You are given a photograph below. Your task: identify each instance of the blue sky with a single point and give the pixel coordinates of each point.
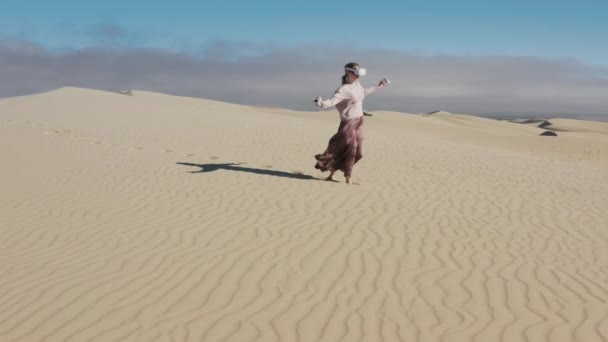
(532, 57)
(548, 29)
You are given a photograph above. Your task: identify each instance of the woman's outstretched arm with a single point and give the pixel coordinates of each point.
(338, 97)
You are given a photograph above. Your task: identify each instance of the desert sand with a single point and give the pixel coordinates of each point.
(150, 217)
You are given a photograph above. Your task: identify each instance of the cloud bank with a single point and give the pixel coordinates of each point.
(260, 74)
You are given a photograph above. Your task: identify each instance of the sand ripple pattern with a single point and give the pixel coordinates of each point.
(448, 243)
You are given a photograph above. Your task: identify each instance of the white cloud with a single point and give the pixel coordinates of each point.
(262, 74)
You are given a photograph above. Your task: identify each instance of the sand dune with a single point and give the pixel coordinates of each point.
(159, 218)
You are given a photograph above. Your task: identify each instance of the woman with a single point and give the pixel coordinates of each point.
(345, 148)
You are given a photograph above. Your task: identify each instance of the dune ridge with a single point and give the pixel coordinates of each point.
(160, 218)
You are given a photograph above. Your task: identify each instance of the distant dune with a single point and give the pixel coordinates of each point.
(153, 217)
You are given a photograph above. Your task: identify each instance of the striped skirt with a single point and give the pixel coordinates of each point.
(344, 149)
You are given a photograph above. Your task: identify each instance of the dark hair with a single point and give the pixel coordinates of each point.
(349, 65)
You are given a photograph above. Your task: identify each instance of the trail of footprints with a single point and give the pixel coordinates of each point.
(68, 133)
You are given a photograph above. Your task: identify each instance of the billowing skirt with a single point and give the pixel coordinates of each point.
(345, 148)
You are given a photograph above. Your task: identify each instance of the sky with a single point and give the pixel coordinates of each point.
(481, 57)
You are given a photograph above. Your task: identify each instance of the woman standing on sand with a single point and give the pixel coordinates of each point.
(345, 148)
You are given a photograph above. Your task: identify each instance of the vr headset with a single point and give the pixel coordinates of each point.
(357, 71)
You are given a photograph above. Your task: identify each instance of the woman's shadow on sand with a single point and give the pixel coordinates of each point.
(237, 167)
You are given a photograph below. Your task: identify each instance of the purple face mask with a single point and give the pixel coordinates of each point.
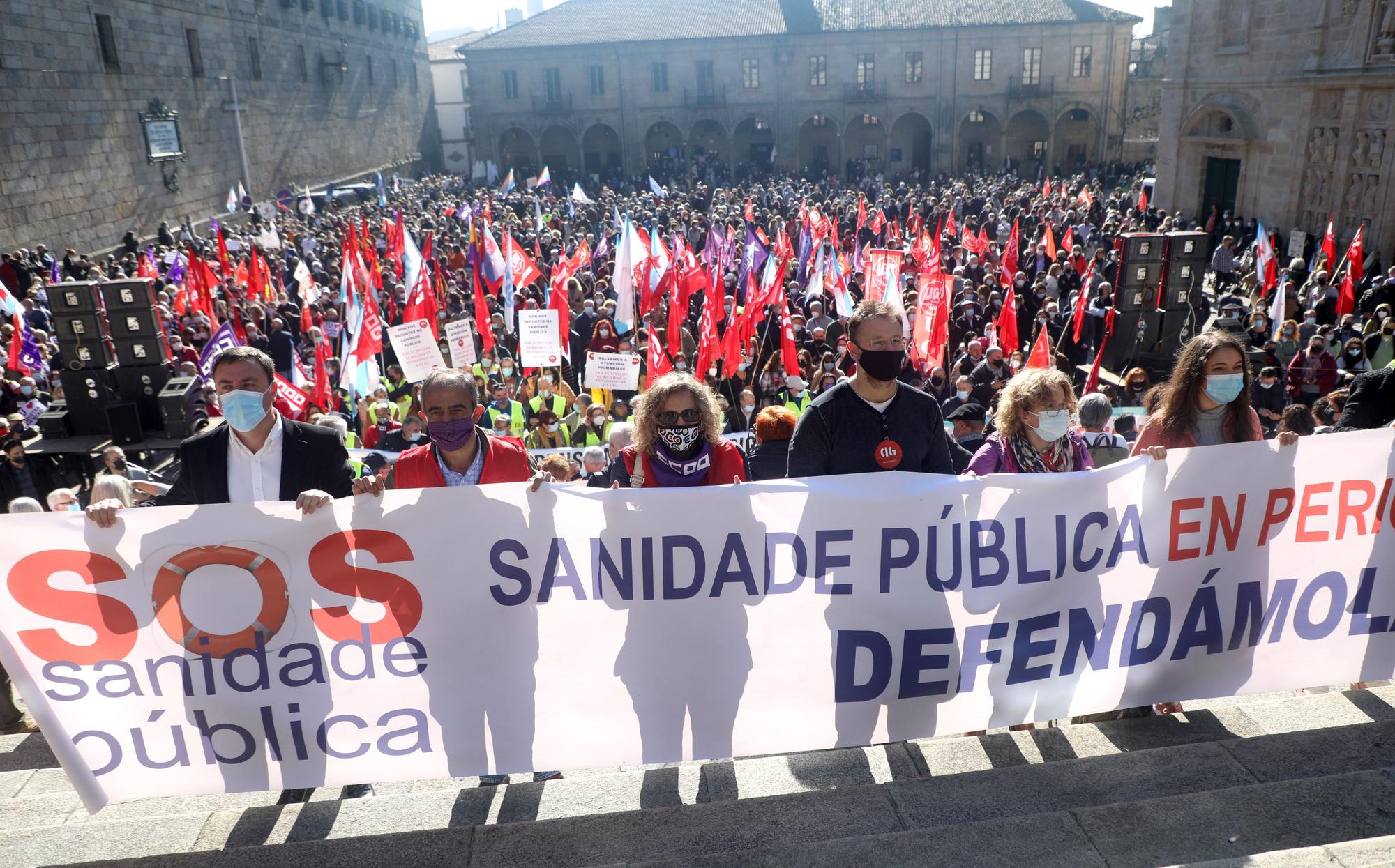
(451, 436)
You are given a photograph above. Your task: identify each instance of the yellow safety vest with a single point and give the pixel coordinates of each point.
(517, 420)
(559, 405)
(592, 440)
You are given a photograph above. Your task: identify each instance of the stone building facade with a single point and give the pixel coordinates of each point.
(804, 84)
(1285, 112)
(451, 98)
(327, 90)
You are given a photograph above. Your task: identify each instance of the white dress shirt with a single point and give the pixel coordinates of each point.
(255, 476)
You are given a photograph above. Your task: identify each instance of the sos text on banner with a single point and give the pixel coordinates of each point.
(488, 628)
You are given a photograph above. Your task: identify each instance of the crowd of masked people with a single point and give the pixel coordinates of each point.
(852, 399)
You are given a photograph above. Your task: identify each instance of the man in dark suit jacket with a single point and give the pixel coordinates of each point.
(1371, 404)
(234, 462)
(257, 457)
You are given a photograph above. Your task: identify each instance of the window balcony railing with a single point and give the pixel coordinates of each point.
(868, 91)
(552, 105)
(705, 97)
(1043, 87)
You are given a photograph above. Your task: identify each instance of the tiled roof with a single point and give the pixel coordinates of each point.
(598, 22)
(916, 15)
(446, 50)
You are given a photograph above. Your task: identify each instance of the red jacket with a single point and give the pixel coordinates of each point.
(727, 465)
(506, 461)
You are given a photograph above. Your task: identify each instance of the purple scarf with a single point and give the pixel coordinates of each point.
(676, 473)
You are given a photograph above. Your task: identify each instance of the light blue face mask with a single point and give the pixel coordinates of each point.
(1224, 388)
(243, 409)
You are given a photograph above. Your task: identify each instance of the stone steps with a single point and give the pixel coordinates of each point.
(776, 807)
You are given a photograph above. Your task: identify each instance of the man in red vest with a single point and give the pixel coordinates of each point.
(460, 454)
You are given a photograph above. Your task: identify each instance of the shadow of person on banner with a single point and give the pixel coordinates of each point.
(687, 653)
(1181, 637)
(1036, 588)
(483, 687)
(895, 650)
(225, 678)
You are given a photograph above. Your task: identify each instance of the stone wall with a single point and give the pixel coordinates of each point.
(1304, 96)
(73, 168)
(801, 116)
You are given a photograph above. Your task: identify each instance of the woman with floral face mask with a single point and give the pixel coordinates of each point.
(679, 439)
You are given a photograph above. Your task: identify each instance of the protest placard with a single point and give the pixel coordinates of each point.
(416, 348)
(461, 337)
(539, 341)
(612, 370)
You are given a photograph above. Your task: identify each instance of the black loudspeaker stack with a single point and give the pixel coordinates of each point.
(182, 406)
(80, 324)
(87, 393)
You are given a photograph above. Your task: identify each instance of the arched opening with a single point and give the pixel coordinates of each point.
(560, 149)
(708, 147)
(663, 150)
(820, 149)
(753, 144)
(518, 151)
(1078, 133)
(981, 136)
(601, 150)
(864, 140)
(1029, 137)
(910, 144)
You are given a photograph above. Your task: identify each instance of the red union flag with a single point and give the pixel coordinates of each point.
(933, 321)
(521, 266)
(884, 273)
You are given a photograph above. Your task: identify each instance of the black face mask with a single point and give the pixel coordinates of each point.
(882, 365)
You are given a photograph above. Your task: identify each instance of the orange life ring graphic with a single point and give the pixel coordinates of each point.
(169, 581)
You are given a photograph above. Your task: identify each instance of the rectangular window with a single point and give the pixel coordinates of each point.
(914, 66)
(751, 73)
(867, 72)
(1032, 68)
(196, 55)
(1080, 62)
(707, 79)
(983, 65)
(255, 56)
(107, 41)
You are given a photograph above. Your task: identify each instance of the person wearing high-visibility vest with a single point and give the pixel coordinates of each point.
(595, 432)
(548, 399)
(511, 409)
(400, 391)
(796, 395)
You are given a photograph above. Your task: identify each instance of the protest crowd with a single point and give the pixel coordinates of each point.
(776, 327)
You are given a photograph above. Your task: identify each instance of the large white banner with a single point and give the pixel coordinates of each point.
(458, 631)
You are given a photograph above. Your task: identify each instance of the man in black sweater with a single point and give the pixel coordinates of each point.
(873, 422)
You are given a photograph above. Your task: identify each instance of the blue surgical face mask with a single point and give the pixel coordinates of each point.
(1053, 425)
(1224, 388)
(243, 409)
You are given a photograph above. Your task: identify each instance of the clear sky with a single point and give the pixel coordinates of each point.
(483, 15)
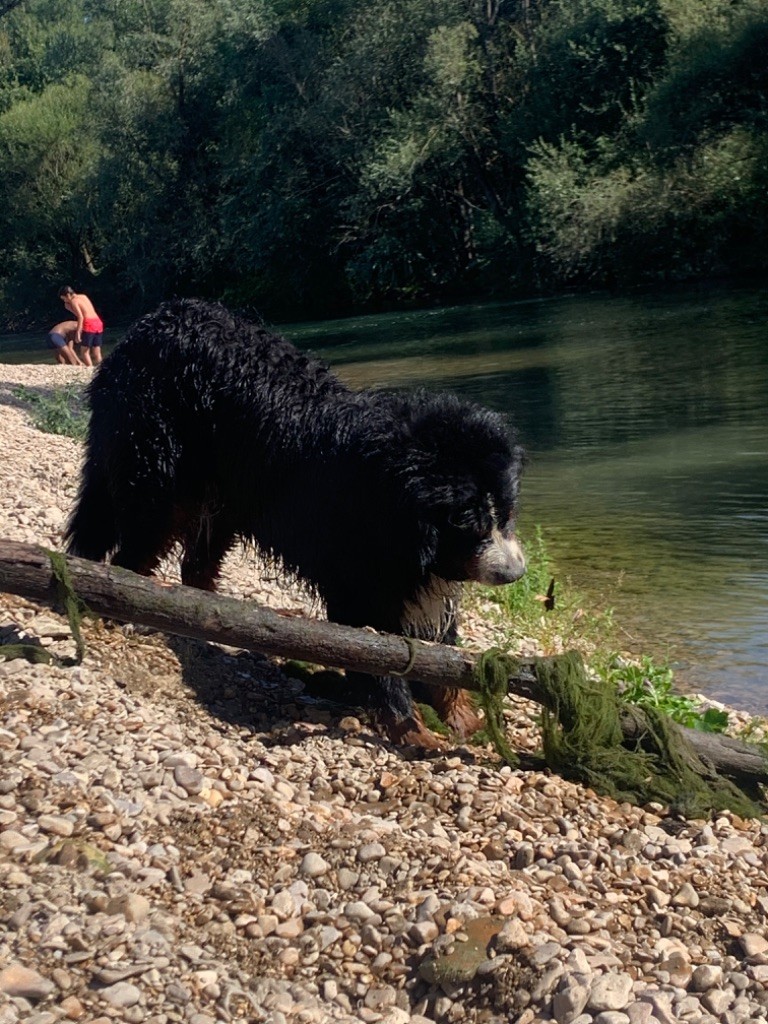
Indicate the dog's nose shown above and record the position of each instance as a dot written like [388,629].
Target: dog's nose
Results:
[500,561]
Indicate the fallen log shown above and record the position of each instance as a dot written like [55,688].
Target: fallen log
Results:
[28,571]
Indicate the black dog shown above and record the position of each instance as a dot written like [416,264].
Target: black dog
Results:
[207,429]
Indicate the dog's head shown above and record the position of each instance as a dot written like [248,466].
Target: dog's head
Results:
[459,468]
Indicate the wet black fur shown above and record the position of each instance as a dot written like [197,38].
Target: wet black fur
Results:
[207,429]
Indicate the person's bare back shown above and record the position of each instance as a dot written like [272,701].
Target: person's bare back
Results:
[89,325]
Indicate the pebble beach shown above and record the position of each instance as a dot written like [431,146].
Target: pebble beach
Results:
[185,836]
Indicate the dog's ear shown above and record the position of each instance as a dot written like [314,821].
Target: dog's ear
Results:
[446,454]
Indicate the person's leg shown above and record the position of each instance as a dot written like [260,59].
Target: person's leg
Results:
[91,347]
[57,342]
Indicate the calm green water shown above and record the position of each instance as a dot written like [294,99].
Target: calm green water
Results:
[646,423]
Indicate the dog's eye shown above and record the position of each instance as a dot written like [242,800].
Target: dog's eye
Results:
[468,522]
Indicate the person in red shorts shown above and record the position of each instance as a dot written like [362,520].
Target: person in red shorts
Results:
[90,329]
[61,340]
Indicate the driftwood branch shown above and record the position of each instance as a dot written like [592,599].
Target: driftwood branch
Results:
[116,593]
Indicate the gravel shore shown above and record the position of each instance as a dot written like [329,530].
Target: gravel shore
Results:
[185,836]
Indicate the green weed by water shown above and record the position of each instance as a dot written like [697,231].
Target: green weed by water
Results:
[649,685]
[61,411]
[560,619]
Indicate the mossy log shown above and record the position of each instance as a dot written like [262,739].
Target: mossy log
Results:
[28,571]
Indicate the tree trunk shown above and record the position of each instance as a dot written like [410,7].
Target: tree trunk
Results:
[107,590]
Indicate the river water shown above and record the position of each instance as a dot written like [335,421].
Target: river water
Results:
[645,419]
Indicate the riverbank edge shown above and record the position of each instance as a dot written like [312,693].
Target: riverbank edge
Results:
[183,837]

● **Exercise requirements**
Each line, from the one that holds "Target: river water" through the last line of the entries, must be repeated exactly. Leave out everything else.

● **Solution below**
Target: river water
Results:
[645,419]
Indicate the riverbank edge shown above and record the position of each instance as a dot written like [312,693].
Target: riverbank edge
Results:
[183,837]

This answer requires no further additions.